Content starts
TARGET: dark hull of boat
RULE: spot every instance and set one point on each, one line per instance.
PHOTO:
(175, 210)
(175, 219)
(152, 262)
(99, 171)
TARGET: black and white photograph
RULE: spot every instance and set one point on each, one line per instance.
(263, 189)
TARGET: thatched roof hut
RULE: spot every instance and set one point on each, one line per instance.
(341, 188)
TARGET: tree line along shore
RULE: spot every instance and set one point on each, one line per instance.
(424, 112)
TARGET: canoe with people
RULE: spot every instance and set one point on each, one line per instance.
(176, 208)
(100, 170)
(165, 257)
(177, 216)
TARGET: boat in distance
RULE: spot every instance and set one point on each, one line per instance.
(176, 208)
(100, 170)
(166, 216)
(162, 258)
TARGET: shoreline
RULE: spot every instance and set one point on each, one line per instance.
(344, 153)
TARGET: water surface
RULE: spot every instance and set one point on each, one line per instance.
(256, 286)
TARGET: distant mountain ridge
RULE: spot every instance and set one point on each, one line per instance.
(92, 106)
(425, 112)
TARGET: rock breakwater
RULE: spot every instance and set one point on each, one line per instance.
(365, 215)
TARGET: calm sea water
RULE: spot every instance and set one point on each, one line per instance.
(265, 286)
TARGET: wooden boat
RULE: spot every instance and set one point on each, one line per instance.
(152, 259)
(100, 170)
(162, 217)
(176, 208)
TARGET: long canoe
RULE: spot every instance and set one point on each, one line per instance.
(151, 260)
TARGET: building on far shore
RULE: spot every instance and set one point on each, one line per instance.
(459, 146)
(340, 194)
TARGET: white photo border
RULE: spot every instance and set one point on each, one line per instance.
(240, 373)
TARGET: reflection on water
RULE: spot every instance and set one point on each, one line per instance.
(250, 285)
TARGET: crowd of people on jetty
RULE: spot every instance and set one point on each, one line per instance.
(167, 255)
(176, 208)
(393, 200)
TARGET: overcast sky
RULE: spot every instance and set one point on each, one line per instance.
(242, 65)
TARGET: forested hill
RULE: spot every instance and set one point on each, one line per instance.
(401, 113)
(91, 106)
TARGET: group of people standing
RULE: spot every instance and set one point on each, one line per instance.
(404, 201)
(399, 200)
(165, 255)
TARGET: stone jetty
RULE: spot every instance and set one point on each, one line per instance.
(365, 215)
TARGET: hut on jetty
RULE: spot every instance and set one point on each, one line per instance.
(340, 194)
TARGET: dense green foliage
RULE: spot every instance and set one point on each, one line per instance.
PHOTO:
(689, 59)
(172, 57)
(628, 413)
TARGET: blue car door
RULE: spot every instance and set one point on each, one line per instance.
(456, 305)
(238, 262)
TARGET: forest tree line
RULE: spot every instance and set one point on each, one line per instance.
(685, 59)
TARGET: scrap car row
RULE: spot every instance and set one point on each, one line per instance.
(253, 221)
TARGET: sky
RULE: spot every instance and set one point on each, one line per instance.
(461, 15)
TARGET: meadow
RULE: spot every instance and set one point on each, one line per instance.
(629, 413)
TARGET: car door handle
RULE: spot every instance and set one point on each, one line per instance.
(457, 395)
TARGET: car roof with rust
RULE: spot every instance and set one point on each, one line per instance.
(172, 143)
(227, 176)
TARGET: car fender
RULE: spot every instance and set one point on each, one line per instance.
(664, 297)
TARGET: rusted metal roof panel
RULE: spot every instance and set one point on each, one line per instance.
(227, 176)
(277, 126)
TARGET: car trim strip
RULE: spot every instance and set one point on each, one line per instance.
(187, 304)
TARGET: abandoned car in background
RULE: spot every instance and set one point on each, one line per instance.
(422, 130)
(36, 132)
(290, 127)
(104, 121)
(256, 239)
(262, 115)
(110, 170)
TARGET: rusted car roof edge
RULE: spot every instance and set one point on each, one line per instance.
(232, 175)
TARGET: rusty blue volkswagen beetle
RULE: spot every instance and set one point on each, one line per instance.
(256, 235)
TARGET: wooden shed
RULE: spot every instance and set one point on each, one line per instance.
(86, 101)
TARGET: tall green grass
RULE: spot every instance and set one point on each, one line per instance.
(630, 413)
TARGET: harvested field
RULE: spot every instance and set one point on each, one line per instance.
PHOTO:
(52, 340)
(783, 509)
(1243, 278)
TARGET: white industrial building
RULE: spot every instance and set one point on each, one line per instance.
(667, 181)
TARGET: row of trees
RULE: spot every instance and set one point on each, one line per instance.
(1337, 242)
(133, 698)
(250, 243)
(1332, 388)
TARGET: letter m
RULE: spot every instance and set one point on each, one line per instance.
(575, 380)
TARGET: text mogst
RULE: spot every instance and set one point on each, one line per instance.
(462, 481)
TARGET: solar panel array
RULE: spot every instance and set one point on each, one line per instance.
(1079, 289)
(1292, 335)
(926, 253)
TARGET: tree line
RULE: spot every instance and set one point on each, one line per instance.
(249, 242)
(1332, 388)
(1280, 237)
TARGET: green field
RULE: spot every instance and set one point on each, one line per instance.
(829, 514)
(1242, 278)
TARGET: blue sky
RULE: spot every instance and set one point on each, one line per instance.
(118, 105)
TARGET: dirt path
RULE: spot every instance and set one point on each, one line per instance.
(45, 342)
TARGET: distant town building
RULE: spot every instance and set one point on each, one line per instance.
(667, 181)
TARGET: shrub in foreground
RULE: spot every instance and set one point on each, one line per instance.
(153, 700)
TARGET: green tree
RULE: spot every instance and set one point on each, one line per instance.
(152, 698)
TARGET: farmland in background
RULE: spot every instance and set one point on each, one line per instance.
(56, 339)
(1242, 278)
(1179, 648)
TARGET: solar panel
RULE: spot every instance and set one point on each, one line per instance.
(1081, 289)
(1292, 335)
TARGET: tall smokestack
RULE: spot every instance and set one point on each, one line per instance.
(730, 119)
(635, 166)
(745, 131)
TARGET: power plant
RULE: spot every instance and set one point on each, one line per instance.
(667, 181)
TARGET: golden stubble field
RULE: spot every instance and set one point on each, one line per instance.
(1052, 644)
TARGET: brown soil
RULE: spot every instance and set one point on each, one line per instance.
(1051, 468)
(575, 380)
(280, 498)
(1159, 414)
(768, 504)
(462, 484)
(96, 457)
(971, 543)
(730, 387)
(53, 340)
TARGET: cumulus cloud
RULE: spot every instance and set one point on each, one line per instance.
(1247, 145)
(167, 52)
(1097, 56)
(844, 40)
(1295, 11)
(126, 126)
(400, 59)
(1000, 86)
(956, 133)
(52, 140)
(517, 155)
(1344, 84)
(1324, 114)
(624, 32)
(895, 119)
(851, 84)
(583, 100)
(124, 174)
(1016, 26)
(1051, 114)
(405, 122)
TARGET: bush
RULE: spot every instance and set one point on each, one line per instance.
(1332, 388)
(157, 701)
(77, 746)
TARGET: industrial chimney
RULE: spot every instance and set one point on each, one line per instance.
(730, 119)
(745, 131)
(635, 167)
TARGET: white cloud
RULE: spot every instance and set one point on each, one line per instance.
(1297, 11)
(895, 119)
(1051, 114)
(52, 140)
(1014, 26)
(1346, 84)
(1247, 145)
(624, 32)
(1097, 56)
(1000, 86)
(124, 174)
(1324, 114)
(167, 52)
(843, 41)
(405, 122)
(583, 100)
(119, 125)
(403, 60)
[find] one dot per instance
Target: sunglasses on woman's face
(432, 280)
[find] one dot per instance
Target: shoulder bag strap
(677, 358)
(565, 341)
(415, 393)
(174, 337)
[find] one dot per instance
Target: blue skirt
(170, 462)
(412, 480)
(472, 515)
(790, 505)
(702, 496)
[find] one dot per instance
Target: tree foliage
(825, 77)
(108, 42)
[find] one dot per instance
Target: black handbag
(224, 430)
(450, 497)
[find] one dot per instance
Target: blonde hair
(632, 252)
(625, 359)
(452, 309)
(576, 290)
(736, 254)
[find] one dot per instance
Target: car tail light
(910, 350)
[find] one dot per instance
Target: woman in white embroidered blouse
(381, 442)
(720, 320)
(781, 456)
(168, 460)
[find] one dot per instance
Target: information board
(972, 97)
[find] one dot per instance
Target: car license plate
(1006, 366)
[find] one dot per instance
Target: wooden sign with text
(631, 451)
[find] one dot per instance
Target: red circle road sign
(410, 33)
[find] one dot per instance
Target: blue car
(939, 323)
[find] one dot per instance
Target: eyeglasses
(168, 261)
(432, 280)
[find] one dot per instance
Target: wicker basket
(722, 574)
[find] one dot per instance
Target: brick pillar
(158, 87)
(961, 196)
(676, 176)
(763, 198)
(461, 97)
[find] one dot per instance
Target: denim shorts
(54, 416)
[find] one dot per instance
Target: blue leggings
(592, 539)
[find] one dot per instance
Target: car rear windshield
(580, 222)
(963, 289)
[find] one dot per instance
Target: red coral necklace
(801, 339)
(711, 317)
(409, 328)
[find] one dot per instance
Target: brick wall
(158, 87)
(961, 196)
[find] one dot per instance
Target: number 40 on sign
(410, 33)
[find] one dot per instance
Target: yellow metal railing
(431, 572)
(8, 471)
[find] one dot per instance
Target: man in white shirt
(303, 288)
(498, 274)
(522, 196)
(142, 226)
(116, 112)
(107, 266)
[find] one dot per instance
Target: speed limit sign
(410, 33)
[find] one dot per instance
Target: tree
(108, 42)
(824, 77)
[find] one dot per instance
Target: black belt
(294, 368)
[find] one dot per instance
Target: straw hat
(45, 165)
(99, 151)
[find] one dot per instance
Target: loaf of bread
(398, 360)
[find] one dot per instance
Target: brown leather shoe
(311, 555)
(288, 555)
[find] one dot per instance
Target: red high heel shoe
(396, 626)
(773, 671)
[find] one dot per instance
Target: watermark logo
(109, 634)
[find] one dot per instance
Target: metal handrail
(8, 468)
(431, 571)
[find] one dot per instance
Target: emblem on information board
Content ends
● **EXERCISE DETAILS**
Which lines of the records hold the string "green"? Copy each one.

● **REPLY TO THE EXERCISE**
TARGET: dense green foliage
TARGET: tall green grass
TARGET: green field
TARGET: green tree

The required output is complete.